Return the records below word for word.

[[ DATA SUPPLIED, beginning ]]

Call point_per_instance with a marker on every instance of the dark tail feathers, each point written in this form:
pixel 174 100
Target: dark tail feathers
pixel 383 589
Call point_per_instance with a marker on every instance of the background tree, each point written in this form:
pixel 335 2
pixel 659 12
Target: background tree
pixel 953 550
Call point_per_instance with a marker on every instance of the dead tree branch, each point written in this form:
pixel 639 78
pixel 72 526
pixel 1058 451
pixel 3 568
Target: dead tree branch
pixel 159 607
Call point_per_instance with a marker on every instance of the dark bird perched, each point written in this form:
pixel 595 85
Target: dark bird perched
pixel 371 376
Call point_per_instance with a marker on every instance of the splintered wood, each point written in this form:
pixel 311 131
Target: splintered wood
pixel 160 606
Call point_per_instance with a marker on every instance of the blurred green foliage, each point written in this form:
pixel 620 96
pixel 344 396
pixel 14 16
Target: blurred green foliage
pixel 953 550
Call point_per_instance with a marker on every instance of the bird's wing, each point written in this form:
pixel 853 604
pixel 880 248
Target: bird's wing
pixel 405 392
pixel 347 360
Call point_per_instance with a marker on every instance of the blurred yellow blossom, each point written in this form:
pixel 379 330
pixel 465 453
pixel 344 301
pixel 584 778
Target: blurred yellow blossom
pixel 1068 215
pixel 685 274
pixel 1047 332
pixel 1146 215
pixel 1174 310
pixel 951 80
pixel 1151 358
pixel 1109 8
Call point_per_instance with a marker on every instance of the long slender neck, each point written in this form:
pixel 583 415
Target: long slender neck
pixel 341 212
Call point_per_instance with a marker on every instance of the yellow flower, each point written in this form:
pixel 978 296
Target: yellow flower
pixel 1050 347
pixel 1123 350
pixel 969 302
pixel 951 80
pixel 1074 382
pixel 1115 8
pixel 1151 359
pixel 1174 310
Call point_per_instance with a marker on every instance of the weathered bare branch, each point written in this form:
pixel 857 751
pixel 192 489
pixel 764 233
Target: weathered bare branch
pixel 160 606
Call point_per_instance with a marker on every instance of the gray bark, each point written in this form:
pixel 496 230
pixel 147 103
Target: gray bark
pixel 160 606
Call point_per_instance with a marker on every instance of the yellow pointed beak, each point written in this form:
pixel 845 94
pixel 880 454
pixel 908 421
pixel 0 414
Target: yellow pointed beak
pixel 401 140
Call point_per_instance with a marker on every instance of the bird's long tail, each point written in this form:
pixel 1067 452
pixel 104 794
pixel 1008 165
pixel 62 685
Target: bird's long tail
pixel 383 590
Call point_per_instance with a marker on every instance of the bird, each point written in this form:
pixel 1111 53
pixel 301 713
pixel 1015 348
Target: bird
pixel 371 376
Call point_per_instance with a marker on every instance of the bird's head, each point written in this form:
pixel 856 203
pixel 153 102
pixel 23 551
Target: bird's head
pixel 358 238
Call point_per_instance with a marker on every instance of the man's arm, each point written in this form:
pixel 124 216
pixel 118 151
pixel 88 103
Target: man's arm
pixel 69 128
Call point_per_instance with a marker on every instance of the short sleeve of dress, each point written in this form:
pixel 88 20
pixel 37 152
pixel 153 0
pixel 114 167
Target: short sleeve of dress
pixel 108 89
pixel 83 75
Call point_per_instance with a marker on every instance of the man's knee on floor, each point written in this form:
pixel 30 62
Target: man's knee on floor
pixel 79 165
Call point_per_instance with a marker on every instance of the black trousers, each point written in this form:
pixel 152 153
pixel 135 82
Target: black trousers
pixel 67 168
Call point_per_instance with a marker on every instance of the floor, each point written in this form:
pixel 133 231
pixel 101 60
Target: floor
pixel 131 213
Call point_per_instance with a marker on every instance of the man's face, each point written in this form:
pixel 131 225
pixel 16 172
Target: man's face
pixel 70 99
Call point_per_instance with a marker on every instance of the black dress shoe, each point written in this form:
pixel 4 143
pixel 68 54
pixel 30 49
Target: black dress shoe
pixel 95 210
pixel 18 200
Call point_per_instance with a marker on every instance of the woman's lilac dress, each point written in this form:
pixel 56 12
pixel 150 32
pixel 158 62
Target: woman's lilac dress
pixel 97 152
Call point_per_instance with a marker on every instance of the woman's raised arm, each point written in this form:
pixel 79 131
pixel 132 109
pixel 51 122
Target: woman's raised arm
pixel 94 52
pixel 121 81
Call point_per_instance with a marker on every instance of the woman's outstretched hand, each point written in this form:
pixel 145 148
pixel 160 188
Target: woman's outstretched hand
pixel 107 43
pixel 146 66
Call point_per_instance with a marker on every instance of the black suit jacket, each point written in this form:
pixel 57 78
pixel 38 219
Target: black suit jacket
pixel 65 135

[[ DATA SUPPLIED, end ]]

### ANSWER BOX
Call point_per_instance with a marker on every instance of the dark tail feathers, each point written in this form:
pixel 174 100
Target: dark tail feathers
pixel 383 589
Call point_per_instance with a marker on every instance of the background tree, each point written in this form:
pixel 335 2
pixel 659 12
Target: background tree
pixel 953 550
Call point_per_instance with a marker on every instance of the dead tree branch, each point written in this form:
pixel 639 78
pixel 72 526
pixel 1058 451
pixel 3 568
Target: dead tree branch
pixel 159 607
Call point_per_instance with a marker on every instance of the dark bird perched, each point written in this form:
pixel 595 85
Target: dark bird perched
pixel 371 376
Call point_per_instance with a marker on every instance of the splintered wood, each point written in this form:
pixel 311 131
Target: splintered wood
pixel 160 606
Call point_per_instance with a marker on every instance of the blurred green foliage, each point written in this form:
pixel 620 96
pixel 344 396
pixel 14 16
Target: blurred green foliage
pixel 953 550
Call point_per_instance with a marker on every instance of the bird's wing, each point written in this form:
pixel 853 604
pixel 880 248
Target: bird's wing
pixel 405 392
pixel 347 360
Call point_per_instance with a marker on every instance of the blurred yellow blossom, each point written in this form:
pixel 379 330
pixel 465 453
pixel 344 301
pixel 584 778
Target: blurred yellow blossom
pixel 1068 215
pixel 685 274
pixel 1047 332
pixel 1146 215
pixel 1174 310
pixel 951 80
pixel 1151 358
pixel 1109 8
Call point_per_instance with a marker on every instance of the long slender neck, each point written in this form:
pixel 583 415
Target: long slender neck
pixel 341 212
Call point_per_instance with a marker on every instance of the yellow flower, each point written in this form:
pixel 978 296
Target: yellow flower
pixel 1050 347
pixel 1123 350
pixel 969 302
pixel 951 80
pixel 1074 382
pixel 1115 8
pixel 1151 359
pixel 1174 310
Call point_per_instance with a marker on every instance of the weathered bare branch, each point written in this form:
pixel 857 751
pixel 192 489
pixel 764 233
Target: weathered bare branch
pixel 160 606
Call point_per_instance with a marker on every instance of the gray bark, each point written in this form:
pixel 496 230
pixel 147 103
Target: gray bark
pixel 160 606
Call point_per_instance with a marker on every instance of the yellow pointed beak, each point written in this form:
pixel 845 94
pixel 880 454
pixel 908 421
pixel 0 414
Target: yellow pointed beak
pixel 401 140
Call point_per_instance with a marker on every instance of the bird's long tail, each point written in this form:
pixel 1067 452
pixel 104 794
pixel 1008 165
pixel 62 685
Target: bird's long tail
pixel 383 590
Call point_per_instance with a marker on every instance of the bird, each point written in this form:
pixel 1111 53
pixel 301 713
pixel 1015 348
Target: bird
pixel 371 376
Call point_per_instance with a marker on every instance of the bird's head, each point written in this form:
pixel 856 203
pixel 153 102
pixel 23 551
Target: bird's head
pixel 358 238
Call point_per_instance with a marker on every instance of the man's arm, each point written in this form:
pixel 124 216
pixel 118 151
pixel 88 103
Target: man's arm
pixel 69 128
Call point_per_instance with a marker on every instance of the short sleeve of dress, each point written in this form:
pixel 88 20
pixel 37 152
pixel 153 0
pixel 114 167
Target: short sleeve of dress
pixel 108 89
pixel 83 75
Call point_per_instance with a marker on every instance of the man's knee on floor, each point written in this form:
pixel 30 62
Target: man's knee on floor
pixel 79 165
Call point_per_instance with a marker on every instance of the black trousers, each point written in this form:
pixel 152 153
pixel 135 82
Target: black trousers
pixel 67 168
Call point_per_instance with a marker on every instance of the floor, each point written in this form:
pixel 133 231
pixel 101 60
Target: floor
pixel 131 213
Call point_per_instance with a marker on every instance of the man's face, each point written in this form:
pixel 131 225
pixel 16 172
Target: man's face
pixel 70 99
Call point_per_instance with a marker on every instance of the black dress shoe, each point written in this form:
pixel 4 143
pixel 68 54
pixel 30 49
Target: black dress shoe
pixel 95 210
pixel 18 200
Call point_per_instance with a marker on every instance of the woman's lilac dress, each point written in this form:
pixel 56 12
pixel 150 32
pixel 158 62
Target: woman's lilac dress
pixel 97 152
Call point_per_instance with a marker on every instance of the woman's raised arm, each point written in this form:
pixel 79 131
pixel 132 109
pixel 51 122
Target: woman's raised arm
pixel 94 52
pixel 121 81
Call point_per_instance with a marker on every instance of the woman's outstretched hand, each point written in this form:
pixel 145 148
pixel 160 188
Target: woman's outstretched hand
pixel 107 43
pixel 146 66
Call point_per_instance with a marker on every instance of the black suit jacket, each point written in this form:
pixel 57 78
pixel 38 219
Target: black suit jacket
pixel 65 135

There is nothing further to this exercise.